-- BEGIN EXTRACTED TEXT --

NDAQ » Topics » Performance Compensation Awards, Eligible Persons and Performance Criteria

This excerpt taken from the NDAQ DEF 14A filed Apr 17, 2008.

Performance Compensation Awards, Eligible Persons and Performance Criteria

The management compensation committee may designate any awards under the Equity Plan (other than any stock options or stock appreciation rights granted with an exercise price or grant price, as the case may be, less than the fair market value per share on the date of grant) as performance compensation awards.

Within the first 90 days of each performance period (or, if longer or shorter, within the maximum period allowed under Section 162(m) of the Code), the management compensation committee will designate the participants who will be eligible to receive performance compensation awards under the Equity Plan. Within this time frame, the management compensation committee will also establish performance goals for each of the designated participants.

Performance goals will relate to NASDAQ OMX’s performance or the performance of one or more of NASDAQ OMX’s subsidiaries, divisions, departments or functions. The designated participants will be eligible to receive payments in respect of their performance compensation awards only to the extent that (a) the performance goals for the performance period are met, and (b) some or all of a designated participant’s performance compensation award has been earned for the performance period.

-- END EXTRACTED TEXT --

SET OF TASKS -
**A.** According to the NDAQ excerpt, by when must the management compensation committee designate the participants eligible for performance compensation awards?
**B.** Print the part of the NDAQ excerpt that begins at the words "The management compensation committee may" and stops after "performance compensation awards.".
**C.** In the NDAQ excerpt, list the units whose performance the performance goals may relate to.

-- BEGIN EXTRACTED INFORMATION --

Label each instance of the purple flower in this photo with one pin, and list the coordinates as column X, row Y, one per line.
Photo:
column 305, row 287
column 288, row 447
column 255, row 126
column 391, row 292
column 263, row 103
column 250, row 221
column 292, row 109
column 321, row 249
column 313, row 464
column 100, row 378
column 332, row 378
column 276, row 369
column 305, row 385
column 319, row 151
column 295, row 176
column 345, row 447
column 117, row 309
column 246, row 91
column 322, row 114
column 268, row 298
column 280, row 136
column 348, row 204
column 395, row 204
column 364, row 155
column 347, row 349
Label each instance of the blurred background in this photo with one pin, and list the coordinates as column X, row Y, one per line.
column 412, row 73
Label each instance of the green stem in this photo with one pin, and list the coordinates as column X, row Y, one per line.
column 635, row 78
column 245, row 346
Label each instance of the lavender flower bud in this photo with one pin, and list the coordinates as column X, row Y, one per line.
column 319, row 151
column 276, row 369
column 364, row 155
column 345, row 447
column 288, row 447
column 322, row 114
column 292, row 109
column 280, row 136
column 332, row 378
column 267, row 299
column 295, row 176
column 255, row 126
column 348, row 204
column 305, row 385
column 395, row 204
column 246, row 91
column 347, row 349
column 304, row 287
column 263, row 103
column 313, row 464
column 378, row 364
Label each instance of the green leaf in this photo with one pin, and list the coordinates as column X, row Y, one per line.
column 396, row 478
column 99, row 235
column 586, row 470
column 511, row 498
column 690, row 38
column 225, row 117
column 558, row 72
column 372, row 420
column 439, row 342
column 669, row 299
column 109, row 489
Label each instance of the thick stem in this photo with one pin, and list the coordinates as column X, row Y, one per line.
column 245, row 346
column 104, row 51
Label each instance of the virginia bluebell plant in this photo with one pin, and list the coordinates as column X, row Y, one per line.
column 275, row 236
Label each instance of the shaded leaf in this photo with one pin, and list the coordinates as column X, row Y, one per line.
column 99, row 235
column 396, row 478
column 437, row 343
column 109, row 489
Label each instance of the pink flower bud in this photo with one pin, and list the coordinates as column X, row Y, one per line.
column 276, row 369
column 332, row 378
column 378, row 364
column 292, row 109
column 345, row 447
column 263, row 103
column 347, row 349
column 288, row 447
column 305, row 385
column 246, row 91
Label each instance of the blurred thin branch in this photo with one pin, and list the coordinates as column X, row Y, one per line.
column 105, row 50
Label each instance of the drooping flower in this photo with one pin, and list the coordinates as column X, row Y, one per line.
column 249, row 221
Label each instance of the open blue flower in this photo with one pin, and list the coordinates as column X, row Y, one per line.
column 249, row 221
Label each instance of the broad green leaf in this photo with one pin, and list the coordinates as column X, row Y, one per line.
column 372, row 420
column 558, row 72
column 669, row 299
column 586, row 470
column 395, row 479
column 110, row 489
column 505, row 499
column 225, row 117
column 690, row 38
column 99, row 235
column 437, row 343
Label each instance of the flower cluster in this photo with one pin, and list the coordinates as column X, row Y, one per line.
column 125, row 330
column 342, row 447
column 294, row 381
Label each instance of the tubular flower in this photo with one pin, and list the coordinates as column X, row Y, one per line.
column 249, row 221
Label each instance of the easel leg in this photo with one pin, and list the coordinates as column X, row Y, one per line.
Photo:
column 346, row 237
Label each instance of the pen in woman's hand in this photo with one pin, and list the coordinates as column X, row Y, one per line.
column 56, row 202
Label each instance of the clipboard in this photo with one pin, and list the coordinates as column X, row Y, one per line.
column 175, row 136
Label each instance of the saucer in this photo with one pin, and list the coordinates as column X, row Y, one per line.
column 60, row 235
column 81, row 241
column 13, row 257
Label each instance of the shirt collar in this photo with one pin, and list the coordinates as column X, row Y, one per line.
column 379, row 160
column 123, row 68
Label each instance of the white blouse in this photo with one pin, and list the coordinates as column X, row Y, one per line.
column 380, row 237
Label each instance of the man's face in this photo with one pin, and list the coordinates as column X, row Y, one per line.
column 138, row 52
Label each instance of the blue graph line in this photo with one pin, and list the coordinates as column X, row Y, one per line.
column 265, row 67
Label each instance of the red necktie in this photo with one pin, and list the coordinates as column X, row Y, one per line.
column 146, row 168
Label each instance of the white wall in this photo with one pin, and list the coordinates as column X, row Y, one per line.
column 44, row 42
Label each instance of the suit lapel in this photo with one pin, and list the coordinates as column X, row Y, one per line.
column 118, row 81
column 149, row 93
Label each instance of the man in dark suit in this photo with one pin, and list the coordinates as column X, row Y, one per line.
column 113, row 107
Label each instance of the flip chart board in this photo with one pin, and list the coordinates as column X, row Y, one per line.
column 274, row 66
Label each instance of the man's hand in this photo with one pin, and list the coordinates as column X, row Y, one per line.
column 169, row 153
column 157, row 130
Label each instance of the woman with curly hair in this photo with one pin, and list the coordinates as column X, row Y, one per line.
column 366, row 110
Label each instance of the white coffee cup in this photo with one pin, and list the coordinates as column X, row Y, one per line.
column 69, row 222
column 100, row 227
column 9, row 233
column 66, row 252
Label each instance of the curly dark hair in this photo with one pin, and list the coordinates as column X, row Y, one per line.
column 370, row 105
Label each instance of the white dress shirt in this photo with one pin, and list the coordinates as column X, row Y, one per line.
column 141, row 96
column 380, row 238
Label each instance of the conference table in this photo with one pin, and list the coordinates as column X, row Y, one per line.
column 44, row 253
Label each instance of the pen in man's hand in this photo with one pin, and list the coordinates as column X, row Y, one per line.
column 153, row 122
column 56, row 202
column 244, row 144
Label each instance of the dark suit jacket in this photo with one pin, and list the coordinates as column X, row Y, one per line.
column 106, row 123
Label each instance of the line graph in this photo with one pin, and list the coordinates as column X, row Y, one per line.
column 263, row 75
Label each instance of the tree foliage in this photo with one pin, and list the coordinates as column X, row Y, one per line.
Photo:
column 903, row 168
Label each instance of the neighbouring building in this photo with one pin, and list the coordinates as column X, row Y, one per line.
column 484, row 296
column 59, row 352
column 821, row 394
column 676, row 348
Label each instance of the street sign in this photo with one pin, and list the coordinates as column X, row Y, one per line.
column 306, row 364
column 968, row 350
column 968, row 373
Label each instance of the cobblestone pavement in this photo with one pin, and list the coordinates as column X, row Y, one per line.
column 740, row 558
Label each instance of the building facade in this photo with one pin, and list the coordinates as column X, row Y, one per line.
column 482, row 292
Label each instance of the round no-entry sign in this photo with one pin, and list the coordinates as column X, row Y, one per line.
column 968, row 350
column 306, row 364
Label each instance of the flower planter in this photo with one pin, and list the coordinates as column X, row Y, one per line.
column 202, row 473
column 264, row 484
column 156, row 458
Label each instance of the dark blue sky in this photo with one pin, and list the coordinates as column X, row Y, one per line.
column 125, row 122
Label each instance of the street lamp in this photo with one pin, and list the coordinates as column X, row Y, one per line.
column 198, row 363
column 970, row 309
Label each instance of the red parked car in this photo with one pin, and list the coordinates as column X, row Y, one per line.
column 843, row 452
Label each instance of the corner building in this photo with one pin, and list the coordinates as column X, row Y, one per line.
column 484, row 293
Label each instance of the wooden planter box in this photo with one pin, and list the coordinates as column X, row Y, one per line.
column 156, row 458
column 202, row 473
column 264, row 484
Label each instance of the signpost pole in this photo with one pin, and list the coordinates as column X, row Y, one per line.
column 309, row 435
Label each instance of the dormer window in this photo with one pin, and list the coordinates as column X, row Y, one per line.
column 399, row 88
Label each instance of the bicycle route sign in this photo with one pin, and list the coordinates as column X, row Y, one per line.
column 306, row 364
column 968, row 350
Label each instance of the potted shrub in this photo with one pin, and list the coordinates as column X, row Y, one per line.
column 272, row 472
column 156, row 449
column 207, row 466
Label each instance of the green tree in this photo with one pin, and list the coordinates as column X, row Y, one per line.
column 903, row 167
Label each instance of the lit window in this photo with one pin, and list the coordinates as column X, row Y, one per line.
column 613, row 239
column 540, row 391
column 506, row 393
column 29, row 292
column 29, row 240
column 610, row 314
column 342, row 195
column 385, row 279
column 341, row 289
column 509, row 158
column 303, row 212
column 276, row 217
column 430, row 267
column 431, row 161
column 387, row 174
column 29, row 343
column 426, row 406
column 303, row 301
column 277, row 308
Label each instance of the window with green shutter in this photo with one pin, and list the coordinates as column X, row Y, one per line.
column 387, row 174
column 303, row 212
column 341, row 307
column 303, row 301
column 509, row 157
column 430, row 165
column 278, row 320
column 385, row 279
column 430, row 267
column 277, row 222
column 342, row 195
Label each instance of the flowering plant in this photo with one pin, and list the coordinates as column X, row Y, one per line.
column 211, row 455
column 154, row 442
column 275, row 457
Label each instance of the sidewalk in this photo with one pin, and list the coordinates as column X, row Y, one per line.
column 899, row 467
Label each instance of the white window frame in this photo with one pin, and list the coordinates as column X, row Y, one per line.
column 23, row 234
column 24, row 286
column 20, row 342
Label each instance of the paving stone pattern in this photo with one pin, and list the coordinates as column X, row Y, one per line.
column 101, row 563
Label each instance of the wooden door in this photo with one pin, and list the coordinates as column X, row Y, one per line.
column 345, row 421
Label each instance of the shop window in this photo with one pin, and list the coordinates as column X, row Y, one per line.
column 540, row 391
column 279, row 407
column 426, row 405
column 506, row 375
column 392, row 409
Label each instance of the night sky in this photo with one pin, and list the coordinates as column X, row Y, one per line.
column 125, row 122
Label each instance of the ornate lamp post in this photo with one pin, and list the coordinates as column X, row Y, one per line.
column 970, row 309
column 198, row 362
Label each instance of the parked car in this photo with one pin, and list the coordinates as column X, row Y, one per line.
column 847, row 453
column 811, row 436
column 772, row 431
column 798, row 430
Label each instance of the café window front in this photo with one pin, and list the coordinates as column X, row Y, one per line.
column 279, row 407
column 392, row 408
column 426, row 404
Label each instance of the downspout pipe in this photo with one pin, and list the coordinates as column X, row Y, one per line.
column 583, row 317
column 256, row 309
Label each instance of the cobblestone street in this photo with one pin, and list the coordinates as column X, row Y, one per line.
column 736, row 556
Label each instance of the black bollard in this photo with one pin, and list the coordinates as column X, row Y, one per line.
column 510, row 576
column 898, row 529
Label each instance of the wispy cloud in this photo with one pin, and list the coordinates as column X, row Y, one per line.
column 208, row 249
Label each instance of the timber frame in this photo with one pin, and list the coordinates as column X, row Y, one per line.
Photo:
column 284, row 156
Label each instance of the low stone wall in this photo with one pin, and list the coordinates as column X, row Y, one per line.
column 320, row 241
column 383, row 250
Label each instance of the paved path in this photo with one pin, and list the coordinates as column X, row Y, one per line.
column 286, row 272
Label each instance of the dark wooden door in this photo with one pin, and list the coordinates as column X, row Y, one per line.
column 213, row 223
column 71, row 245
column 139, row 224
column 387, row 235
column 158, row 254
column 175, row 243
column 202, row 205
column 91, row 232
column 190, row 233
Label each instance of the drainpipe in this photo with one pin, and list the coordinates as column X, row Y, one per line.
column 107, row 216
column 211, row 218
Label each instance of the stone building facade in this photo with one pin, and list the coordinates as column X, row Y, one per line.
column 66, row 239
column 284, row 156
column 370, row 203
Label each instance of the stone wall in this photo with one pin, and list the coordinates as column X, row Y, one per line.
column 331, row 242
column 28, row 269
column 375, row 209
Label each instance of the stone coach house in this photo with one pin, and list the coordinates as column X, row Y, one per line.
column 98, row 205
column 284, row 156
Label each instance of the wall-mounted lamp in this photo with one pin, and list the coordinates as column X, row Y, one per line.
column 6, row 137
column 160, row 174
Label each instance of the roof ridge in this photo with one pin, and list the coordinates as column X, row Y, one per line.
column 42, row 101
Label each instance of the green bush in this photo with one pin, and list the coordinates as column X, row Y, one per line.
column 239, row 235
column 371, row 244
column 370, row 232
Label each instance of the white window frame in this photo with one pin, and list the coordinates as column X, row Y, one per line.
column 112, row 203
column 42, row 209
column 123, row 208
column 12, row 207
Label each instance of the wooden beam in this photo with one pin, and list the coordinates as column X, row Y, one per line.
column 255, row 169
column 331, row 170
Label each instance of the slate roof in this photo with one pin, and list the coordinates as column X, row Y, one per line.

-- END EXTRACTED INFORMATION --

ANSWERS PER TASK -
**A.** Within the first 90 days of each performance period, or, if longer or shorter, within the maximum period allowed under Section 162(m) of the Code.

**B.**
The management compensation committee may designate any awards under the Equity Plan (other than any stock options or stock appreciation rights granted with an exercise price or grant price, as the case may be, less than the fair market value per share on the date of grant) as performance compensation awards.

**C.**
- NASDAQ OMX
- NASDAQ OMX's subsidiaries
- NASDAQ OMX's divisions
- NASDAQ OMX's departments
- NASDAQ OMX's functions